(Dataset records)
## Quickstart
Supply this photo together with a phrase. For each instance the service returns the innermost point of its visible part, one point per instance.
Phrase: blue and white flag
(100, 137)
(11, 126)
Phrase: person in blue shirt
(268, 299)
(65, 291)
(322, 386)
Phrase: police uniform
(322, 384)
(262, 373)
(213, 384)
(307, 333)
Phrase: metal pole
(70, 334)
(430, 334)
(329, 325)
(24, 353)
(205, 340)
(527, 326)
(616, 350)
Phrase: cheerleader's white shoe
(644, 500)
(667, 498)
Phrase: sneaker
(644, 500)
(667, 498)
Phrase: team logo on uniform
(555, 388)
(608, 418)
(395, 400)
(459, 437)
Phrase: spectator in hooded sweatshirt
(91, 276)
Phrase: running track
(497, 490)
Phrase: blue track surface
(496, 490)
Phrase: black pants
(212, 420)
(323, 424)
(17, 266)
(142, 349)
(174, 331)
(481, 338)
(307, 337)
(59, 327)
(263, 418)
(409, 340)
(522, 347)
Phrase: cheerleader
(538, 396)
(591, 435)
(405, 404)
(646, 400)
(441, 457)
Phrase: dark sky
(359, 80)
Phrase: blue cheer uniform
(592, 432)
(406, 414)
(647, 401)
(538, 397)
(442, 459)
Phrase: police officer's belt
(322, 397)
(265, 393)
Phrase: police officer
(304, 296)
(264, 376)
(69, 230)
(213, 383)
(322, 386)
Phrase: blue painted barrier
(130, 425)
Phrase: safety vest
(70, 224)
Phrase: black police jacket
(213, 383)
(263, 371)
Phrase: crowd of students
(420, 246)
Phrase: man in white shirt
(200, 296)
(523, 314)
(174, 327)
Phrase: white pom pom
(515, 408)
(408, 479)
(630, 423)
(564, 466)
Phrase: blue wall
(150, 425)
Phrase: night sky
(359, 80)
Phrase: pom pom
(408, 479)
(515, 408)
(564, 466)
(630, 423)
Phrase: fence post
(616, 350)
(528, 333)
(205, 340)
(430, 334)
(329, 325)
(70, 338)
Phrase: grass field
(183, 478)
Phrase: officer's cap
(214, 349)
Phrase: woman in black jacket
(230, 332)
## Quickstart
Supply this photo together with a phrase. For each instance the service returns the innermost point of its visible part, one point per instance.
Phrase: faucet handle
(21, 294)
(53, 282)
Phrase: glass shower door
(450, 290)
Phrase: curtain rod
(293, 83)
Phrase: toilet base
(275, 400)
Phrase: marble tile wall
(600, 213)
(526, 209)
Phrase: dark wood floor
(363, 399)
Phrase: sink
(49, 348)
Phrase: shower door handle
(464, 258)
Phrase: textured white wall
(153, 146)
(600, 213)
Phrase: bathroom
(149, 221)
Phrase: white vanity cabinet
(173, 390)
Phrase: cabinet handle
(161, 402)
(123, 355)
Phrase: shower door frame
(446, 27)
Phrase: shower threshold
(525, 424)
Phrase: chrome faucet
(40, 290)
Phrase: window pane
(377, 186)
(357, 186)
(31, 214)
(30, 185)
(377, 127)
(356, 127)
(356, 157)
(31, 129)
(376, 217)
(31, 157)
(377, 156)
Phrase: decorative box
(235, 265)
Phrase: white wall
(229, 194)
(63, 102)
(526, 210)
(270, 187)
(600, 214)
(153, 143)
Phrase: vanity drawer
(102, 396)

_WHAT THIS TASK INVOLVES_
The answer is the line holding "Phrase: chrome faucet" and all the lines after it through the end of the records, repeated exactly.

_ANSWER SECTION_
Phrase: chrome faucet
(40, 290)
Phrase: window pane
(377, 186)
(357, 186)
(31, 214)
(30, 185)
(377, 127)
(356, 127)
(356, 157)
(31, 129)
(376, 217)
(31, 157)
(377, 156)
Phrase: decorative box
(235, 265)
Phrase: white wall
(229, 194)
(63, 102)
(526, 210)
(270, 187)
(600, 214)
(153, 143)
Phrase: vanity drawer
(102, 396)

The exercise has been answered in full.